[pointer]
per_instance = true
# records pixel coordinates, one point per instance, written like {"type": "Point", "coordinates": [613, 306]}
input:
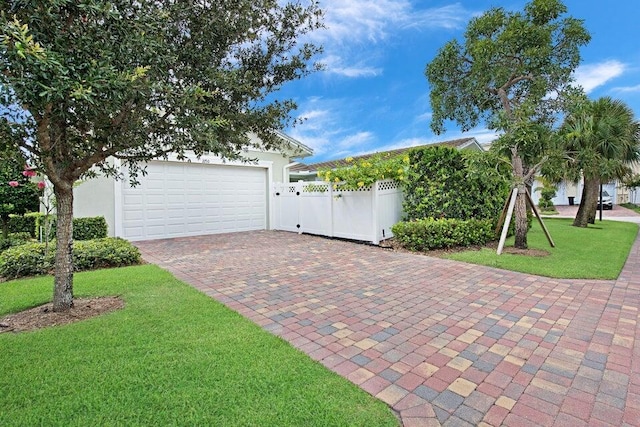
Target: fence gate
{"type": "Point", "coordinates": [366, 214]}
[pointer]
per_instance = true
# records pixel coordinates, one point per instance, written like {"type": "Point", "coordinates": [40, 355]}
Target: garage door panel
{"type": "Point", "coordinates": [184, 199]}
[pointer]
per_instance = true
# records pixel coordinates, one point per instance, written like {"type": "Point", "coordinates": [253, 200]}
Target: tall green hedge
{"type": "Point", "coordinates": [444, 182]}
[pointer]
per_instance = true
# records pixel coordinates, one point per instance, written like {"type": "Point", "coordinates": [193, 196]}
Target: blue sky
{"type": "Point", "coordinates": [373, 95]}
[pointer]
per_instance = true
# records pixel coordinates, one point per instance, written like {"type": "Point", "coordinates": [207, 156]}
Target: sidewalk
{"type": "Point", "coordinates": [618, 213]}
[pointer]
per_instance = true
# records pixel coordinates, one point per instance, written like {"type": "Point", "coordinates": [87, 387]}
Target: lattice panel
{"type": "Point", "coordinates": [342, 187]}
{"type": "Point", "coordinates": [315, 188]}
{"type": "Point", "coordinates": [388, 185]}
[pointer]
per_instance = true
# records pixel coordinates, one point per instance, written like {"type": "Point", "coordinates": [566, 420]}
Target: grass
{"type": "Point", "coordinates": [596, 252]}
{"type": "Point", "coordinates": [631, 206]}
{"type": "Point", "coordinates": [172, 356]}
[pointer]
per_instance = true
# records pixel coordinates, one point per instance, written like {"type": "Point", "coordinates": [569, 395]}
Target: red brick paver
{"type": "Point", "coordinates": [441, 342]}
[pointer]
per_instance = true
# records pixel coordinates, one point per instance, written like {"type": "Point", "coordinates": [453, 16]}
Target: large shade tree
{"type": "Point", "coordinates": [511, 72]}
{"type": "Point", "coordinates": [84, 82]}
{"type": "Point", "coordinates": [601, 139]}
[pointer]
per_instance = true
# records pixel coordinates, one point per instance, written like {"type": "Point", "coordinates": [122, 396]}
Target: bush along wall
{"type": "Point", "coordinates": [32, 259]}
{"type": "Point", "coordinates": [444, 182]}
{"type": "Point", "coordinates": [85, 228]}
{"type": "Point", "coordinates": [428, 234]}
{"type": "Point", "coordinates": [451, 198]}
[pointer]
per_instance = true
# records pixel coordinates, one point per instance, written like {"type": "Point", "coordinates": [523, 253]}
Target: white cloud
{"type": "Point", "coordinates": [350, 24]}
{"type": "Point", "coordinates": [591, 76]}
{"type": "Point", "coordinates": [425, 117]}
{"type": "Point", "coordinates": [358, 139]}
{"type": "Point", "coordinates": [449, 17]}
{"type": "Point", "coordinates": [334, 65]}
{"type": "Point", "coordinates": [357, 21]}
{"type": "Point", "coordinates": [627, 89]}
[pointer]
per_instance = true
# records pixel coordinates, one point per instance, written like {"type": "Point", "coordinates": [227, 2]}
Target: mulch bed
{"type": "Point", "coordinates": [43, 316]}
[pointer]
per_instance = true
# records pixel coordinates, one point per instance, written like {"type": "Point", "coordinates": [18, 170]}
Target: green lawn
{"type": "Point", "coordinates": [596, 252]}
{"type": "Point", "coordinates": [172, 356]}
{"type": "Point", "coordinates": [631, 206]}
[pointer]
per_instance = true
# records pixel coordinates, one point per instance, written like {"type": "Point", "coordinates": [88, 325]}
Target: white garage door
{"type": "Point", "coordinates": [187, 199]}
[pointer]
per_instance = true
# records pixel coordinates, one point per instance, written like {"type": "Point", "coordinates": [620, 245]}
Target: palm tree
{"type": "Point", "coordinates": [602, 139]}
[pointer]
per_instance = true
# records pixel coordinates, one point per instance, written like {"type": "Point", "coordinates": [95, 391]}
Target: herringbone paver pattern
{"type": "Point", "coordinates": [442, 342]}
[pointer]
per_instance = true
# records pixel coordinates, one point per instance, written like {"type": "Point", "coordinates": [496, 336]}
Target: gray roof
{"type": "Point", "coordinates": [332, 164]}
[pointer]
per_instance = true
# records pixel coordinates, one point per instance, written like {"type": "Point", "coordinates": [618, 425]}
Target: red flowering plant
{"type": "Point", "coordinates": [18, 194]}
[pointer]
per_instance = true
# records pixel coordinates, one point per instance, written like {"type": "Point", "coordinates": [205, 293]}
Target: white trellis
{"type": "Point", "coordinates": [366, 214]}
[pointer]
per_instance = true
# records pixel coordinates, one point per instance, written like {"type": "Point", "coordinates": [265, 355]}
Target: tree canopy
{"type": "Point", "coordinates": [85, 81]}
{"type": "Point", "coordinates": [512, 72]}
{"type": "Point", "coordinates": [601, 139]}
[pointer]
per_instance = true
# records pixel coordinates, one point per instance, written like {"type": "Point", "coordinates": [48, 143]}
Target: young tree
{"type": "Point", "coordinates": [602, 139]}
{"type": "Point", "coordinates": [86, 81]}
{"type": "Point", "coordinates": [512, 72]}
{"type": "Point", "coordinates": [18, 195]}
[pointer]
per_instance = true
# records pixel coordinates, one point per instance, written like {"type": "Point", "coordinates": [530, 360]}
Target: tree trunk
{"type": "Point", "coordinates": [588, 203]}
{"type": "Point", "coordinates": [521, 202]}
{"type": "Point", "coordinates": [63, 281]}
{"type": "Point", "coordinates": [5, 227]}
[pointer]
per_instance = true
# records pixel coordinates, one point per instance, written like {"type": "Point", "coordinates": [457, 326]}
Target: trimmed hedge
{"type": "Point", "coordinates": [14, 239]}
{"type": "Point", "coordinates": [88, 228]}
{"type": "Point", "coordinates": [23, 224]}
{"type": "Point", "coordinates": [428, 234]}
{"type": "Point", "coordinates": [30, 259]}
{"type": "Point", "coordinates": [443, 182]}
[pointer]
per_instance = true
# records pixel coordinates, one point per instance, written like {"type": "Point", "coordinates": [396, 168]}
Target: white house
{"type": "Point", "coordinates": [197, 196]}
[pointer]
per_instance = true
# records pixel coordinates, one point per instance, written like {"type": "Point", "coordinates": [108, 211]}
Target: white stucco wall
{"type": "Point", "coordinates": [96, 197]}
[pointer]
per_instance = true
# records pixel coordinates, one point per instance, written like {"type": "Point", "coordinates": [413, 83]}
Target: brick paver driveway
{"type": "Point", "coordinates": [441, 342]}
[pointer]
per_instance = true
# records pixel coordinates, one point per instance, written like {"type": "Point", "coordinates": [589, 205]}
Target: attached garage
{"type": "Point", "coordinates": [190, 196]}
{"type": "Point", "coordinates": [178, 199]}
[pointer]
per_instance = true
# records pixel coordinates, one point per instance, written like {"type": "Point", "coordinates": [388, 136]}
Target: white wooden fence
{"type": "Point", "coordinates": [366, 214]}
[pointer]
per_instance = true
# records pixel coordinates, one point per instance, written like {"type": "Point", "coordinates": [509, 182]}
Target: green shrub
{"type": "Point", "coordinates": [105, 252]}
{"type": "Point", "coordinates": [89, 228]}
{"type": "Point", "coordinates": [30, 259]}
{"type": "Point", "coordinates": [447, 183]}
{"type": "Point", "coordinates": [85, 228]}
{"type": "Point", "coordinates": [25, 260]}
{"type": "Point", "coordinates": [23, 224]}
{"type": "Point", "coordinates": [428, 234]}
{"type": "Point", "coordinates": [14, 239]}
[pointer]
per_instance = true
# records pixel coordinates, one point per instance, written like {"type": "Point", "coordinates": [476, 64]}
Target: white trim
{"type": "Point", "coordinates": [286, 171]}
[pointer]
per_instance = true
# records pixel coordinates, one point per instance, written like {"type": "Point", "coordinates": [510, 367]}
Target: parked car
{"type": "Point", "coordinates": [607, 201]}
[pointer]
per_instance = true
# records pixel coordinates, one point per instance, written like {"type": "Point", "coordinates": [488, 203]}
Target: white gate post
{"type": "Point", "coordinates": [375, 214]}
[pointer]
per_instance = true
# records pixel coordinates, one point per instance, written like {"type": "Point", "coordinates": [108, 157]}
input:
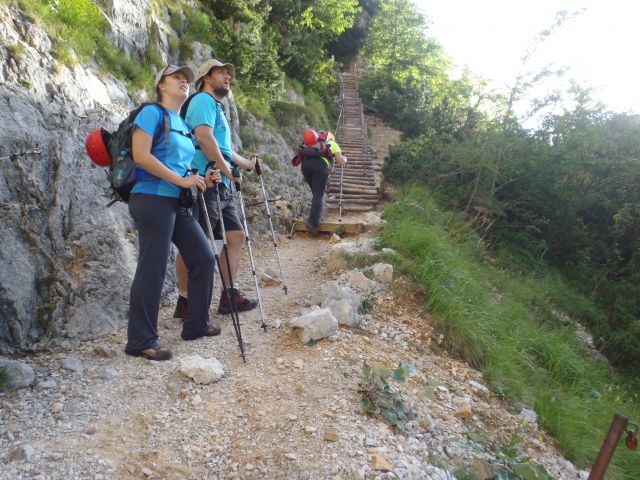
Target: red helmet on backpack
{"type": "Point", "coordinates": [310, 138]}
{"type": "Point", "coordinates": [96, 145]}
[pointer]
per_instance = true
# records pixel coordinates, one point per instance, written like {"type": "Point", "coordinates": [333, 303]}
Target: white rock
{"type": "Point", "coordinates": [73, 364]}
{"type": "Point", "coordinates": [383, 272]}
{"type": "Point", "coordinates": [48, 384]}
{"type": "Point", "coordinates": [315, 325]}
{"type": "Point", "coordinates": [19, 374]}
{"type": "Point", "coordinates": [337, 258]}
{"type": "Point", "coordinates": [21, 452]}
{"type": "Point", "coordinates": [202, 370]}
{"type": "Point", "coordinates": [335, 291]}
{"type": "Point", "coordinates": [361, 282]}
{"type": "Point", "coordinates": [480, 389]}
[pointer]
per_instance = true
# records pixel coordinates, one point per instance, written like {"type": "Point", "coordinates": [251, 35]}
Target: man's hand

=-=-=

■ WHAT THE TASK ASKS
Find each line above that contains the string "brick" and copy those lines in full. Case counts.

■ EXERCISE OUTPUT
Target: red brick paver
Target: brick paver driveway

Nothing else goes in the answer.